begin Data provided

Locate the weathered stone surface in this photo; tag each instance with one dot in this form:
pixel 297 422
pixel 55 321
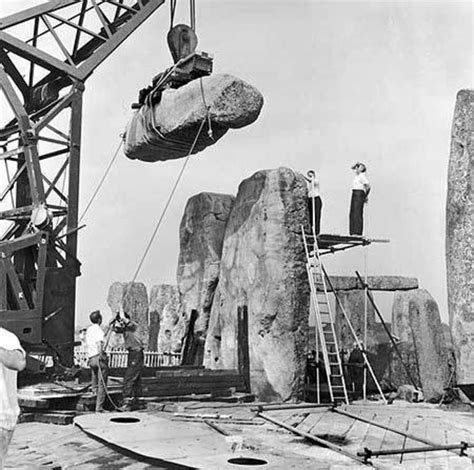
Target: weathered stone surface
pixel 382 283
pixel 166 311
pixel 232 103
pixel 201 237
pixel 416 322
pixel 460 235
pixel 263 267
pixel 354 305
pixel 133 298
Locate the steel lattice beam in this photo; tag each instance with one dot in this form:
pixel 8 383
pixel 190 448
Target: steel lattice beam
pixel 38 252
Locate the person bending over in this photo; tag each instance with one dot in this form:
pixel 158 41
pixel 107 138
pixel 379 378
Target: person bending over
pixel 12 360
pixel 360 194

end Data provided

Problem details –
Return all of the items above word for word, leaving the pictures out of your answer.

Exercise output –
Locate the weathered stone surface in this photo; tag each instance with one dot in this form:
pixel 297 422
pixel 55 321
Target: weathered stone surface
pixel 382 283
pixel 166 311
pixel 232 103
pixel 201 237
pixel 416 322
pixel 460 235
pixel 263 267
pixel 354 305
pixel 133 298
Locate the steel lattice beam in this photo; tag each instance with one dot in this form:
pixel 8 383
pixel 190 448
Target: steel lattice beam
pixel 38 252
Locate the person bending over in this photo; tag each instance with one dot in this form:
pixel 158 41
pixel 107 138
pixel 379 378
Target: person bending over
pixel 12 360
pixel 360 194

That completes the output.